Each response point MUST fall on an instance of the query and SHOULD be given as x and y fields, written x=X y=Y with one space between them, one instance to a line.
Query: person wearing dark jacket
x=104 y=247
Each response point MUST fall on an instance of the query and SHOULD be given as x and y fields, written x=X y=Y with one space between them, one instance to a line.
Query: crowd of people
==================================================
Repeat the material, keeping every word exactly as it is.

Your response:
Each response point MUST fall on an instance of the query and SHOULD be given as x and y fields, written x=X y=Y with one space between them, one instance to a line.
Query: person wearing dark jacket
x=104 y=247
Each response point MUST fall on an instance of the query and SHOULD be given as x and y fields, written x=X y=Y with one space between them, one instance to a line.
Query: crowd of people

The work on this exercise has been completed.